- [Prompt] Rewrite every line of the rows below as a JSON list of strings, one string per line, leaving out any blank lines.

[Annotation data for object locations]
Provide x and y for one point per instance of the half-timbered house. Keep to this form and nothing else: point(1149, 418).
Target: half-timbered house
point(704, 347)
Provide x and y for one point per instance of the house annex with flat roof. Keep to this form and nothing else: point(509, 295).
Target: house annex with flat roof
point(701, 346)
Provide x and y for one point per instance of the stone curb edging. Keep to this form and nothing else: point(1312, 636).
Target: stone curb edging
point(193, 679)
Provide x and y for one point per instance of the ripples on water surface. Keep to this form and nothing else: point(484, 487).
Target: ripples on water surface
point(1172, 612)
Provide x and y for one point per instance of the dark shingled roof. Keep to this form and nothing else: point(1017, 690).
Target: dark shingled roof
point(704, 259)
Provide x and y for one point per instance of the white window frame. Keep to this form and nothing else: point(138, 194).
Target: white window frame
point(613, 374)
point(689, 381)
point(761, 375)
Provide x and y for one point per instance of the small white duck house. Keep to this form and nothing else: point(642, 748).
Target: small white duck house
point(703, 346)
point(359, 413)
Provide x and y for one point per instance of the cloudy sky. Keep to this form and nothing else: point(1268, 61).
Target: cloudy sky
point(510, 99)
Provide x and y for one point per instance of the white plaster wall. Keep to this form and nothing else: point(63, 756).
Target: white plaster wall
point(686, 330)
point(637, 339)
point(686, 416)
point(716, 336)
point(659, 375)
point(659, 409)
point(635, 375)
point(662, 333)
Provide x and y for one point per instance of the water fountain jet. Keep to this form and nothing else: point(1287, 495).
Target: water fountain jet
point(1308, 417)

- [Solution to the exercise]
[
  "Provide x and y for one point per instance of the half-timbered house. Keep to this form and nothing else: point(1149, 418).",
  "Target: half-timbered house",
  "point(704, 347)",
  "Provide x and y for one point per instance of the house annex with flat roof. Keep to this form and nothing else: point(509, 295).",
  "Target: house annex with flat roof",
  "point(701, 346)",
  "Provide x and y for one point per instance of the stone curb edging. Keep to this form and nothing else: point(1312, 636).",
  "Target: stone curb edging",
  "point(193, 679)",
  "Provide x and y for one point per instance of the ripples on water surface. Keep to this form and nothing else: point(484, 487).",
  "Target: ripples on water surface",
  "point(1172, 612)",
  "Provide x and y for one point per instance of the dark shingled roof. Keep to this form and nothing else: point(1017, 690).",
  "Target: dark shingled roof",
  "point(704, 259)",
  "Provide x and y for one point per instance of the white window frame. Keep to this form and nothing else: point(138, 194).",
  "Target: white window frame",
  "point(613, 374)",
  "point(689, 381)",
  "point(761, 375)",
  "Provide x and y for one point per instance of the small white duck house. Keep to this form and nothing else: point(642, 748).",
  "Target: small white duck house",
  "point(703, 346)",
  "point(359, 413)",
  "Provide x and y for one point per instance of the cloudy sky. Keep to this form and nothing else: point(1268, 61).",
  "Target: cloudy sky",
  "point(510, 99)",
  "Provide x and y for one point per instance of the white plaster wall. Keep to this form and nothing else: point(63, 756).",
  "Target: white plaster wall",
  "point(686, 330)",
  "point(637, 339)",
  "point(686, 416)",
  "point(716, 336)",
  "point(659, 375)",
  "point(659, 409)",
  "point(635, 375)",
  "point(662, 333)",
  "Provide x and y for one point per instance of the water fountain jet. Keep to this form and nothing else: point(1287, 495).",
  "Target: water fountain jet",
  "point(1308, 417)"
]